-- START Listed entries --
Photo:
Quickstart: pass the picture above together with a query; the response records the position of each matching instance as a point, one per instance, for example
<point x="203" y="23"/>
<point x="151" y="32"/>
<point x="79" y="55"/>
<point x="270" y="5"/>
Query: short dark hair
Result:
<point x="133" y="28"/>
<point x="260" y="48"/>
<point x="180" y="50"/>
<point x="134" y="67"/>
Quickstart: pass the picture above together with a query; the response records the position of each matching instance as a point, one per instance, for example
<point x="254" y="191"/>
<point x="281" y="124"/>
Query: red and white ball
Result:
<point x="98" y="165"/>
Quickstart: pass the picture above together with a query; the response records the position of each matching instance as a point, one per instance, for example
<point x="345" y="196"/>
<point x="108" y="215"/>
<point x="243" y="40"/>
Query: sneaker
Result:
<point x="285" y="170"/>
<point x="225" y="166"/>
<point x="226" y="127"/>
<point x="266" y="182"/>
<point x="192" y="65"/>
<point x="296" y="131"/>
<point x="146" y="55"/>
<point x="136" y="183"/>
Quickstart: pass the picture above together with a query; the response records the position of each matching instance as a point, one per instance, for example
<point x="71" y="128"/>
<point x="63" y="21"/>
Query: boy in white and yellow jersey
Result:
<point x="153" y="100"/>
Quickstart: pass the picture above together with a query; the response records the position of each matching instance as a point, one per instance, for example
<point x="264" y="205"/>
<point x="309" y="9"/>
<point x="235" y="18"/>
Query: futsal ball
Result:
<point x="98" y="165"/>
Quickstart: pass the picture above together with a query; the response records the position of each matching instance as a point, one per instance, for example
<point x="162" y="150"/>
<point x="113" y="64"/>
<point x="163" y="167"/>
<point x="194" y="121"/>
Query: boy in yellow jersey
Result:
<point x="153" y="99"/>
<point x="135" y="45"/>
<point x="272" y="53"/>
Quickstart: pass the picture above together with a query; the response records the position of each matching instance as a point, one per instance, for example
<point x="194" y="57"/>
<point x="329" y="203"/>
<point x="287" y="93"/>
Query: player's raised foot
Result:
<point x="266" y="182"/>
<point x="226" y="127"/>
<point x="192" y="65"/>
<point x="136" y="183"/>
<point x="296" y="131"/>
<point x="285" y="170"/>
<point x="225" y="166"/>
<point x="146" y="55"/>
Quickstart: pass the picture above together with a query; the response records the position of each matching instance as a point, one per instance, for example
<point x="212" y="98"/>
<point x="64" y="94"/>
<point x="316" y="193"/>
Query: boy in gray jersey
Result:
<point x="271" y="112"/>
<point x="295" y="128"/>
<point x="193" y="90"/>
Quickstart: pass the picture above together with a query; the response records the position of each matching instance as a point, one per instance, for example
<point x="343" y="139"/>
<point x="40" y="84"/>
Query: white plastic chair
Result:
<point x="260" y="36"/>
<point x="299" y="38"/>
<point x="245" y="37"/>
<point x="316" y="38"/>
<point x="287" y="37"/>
-- END Listed entries --
Please pull out every line of the listing above that contains the word "jersey" and copy each one in full.

• Worked solution
Query: boy in white and yellow jersey
Query: boy in yellow jersey
Query: boy in gray jersey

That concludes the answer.